--- start PAGE ---

What happens to your MongoDB replica set when it comes to failures like network partitioning, restarting, reconfiguration of the existing topology, etc.? This question is especially important these days because of the popularity gained by the multi-cloud model where chances of these scenarios are quite realistic.
However, is there a solution, preferably a free one, for testing such cases that would obviate the need of writing manual scripts and poring over the official documentation? As software developers, we would be better off preparing our applications in advance to survive these failures.
Having a look at MongoDB Atlas and their free Shared Clusters, we cannot configure a replica set given by default which is Primary with Two Secondary Members (hereinafter the P-S-S), not to mention testing some features like restartPrimaries
. All of it is for Dedicated Clusters requiring payments at hourly rates.
While cloud solutions seem to be the de facto choice for production systems, some software developers are likely to be in need of free local alternatives, which is proven by projects like LocalStack, act, etc.

--- end PAGE ---
--- start DATA FOR THE TASK ---

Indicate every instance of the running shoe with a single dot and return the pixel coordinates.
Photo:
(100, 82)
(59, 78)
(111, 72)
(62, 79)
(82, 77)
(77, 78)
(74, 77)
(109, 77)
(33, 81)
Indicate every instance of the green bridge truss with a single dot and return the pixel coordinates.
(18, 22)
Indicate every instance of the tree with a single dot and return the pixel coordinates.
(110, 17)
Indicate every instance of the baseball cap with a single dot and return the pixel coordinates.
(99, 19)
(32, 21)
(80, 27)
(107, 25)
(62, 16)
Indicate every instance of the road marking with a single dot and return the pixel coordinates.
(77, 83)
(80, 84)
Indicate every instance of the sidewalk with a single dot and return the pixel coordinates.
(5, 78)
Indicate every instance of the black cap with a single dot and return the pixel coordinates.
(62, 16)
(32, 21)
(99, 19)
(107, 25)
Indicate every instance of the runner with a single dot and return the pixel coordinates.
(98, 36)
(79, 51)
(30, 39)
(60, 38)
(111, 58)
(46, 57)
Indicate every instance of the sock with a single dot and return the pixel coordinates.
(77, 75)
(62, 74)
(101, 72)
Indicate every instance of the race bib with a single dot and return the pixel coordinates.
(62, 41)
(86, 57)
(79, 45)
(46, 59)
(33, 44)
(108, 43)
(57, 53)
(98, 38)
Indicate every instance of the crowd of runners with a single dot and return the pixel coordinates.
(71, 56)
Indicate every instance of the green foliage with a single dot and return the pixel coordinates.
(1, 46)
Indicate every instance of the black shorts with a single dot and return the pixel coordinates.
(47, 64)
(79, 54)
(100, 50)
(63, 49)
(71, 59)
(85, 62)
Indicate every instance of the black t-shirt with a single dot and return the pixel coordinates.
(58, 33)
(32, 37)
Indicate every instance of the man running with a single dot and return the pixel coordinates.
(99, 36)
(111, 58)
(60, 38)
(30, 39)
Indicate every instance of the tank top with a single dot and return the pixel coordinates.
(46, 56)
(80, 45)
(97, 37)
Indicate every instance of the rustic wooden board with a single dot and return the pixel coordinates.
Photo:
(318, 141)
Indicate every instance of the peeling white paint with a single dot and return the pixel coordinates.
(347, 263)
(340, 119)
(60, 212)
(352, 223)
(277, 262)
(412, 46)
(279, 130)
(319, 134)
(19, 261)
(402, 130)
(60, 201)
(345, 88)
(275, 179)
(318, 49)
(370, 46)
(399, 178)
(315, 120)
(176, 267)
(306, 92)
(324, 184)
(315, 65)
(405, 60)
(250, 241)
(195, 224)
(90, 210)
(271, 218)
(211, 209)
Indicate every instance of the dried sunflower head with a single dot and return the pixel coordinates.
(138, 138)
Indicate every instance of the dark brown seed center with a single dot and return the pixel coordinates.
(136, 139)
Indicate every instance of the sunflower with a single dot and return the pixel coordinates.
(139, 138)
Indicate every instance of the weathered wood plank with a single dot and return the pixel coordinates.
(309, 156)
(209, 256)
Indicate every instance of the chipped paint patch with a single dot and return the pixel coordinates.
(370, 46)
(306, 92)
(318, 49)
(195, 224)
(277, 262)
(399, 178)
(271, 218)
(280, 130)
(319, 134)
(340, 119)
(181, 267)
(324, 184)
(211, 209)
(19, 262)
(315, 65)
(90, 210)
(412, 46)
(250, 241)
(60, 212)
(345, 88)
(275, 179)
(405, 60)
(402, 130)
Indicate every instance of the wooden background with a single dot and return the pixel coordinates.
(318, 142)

--- end DATA FOR THE TASK ---

WORK INSTRUCTIONS:
1. Copy the records word for word, starting at the line that contains "Indicate every instance of the man" and ending at the last line of the records.
2. Carry on the piece about testing MongoDB replica set failures from its final sentence.

IN RESPONSE:
1.
Indicate every instance of the man running with a single dot and return the pixel coordinates.
(99, 36)
(111, 58)
(60, 38)
(30, 39)
Indicate every instance of the tank top with a single dot and return the pixel coordinates.
(46, 56)
(80, 45)
(97, 37)
Indicate every instance of the rustic wooden board with a single dot and return the pixel coordinates.
Photo:
(318, 141)
Indicate every instance of the peeling white paint with a single dot and return the pixel coordinates.
(347, 263)
(340, 119)
(60, 212)
(352, 223)
(277, 262)
(412, 46)
(279, 130)
(319, 134)
(19, 261)
(402, 130)
(60, 201)
(345, 88)
(275, 179)
(318, 49)
(370, 46)
(399, 178)
(315, 120)
(176, 267)
(306, 92)
(324, 184)
(315, 65)
(405, 60)
(250, 241)
(195, 224)
(90, 210)
(271, 218)
(211, 209)
Indicate every instance of the dried sunflower head with a single dot and return the pixel coordinates.
(138, 138)
Indicate every instance of the dark brown seed center with a single dot and return the pixel coordinates.
(136, 139)
Indicate every instance of the sunflower with a single dot and return the pixel coordinates.
(139, 138)
Indicate every instance of the weathered wood plank with a single dot and return the pixel coordinates.
(309, 156)
(209, 256)
Indicate every instance of the chipped paint patch with a single dot and return the pixel coordinates.
(370, 46)
(306, 92)
(318, 49)
(195, 224)
(277, 262)
(399, 178)
(271, 218)
(280, 130)
(319, 134)
(340, 119)
(181, 267)
(324, 184)
(211, 209)
(19, 262)
(315, 65)
(90, 210)
(412, 46)
(250, 241)
(60, 212)
(345, 88)
(275, 179)
(405, 60)
(402, 130)
Indicate every instance of the wooden background with a single dot and return the pixel coordinates.
(318, 142)

2.
Given that, what about developing a solution for running locally some functionality that the paid version of MongoDB Atlas does? One possible way is to opt for the following:
- Docker to run MongoDB containers;
- Testcontainers to handle the containers via a programming language like Java;
- Toxiproxy to simulate network conditions.
All good, but to build a cluster of more than one node MongoDB requires that "each member of a replica set is accessible by way of resolvable DNS or hostnames". If you run Docker version 18.03+ on hosts like Mac and Win or Docker 20.04+ on Linux, you are free to use the special DNS name host.docker.internal
. During installation Docker might add it to your OS host file. However, for those who cannot upgrade their Docker for some reason, we can employ a special container which redirects traffic to the host, for instance Qoomon docker-host. Similarly, we can add dockerhost
to the OS host file and also run the container with NET_ADMIN
and NET_RAW
kernel capabilities.
The good news is that we do not have to connect all the above-mentioned pieces together manually, but instead can take the free MongoDBReplicaSet.
Let us get started by creating a new Gradle project with Java and adding some dependencies from Maven central:
testCompile("com.github.silaev:mongodb-replica-set:0.4.3")
testImplementation("org.mongodb:mongodb-driver-sync:4.2.1")
1) Note that it is up to you which MongoDB driver to use here, mongodb-driver-sync
is an example.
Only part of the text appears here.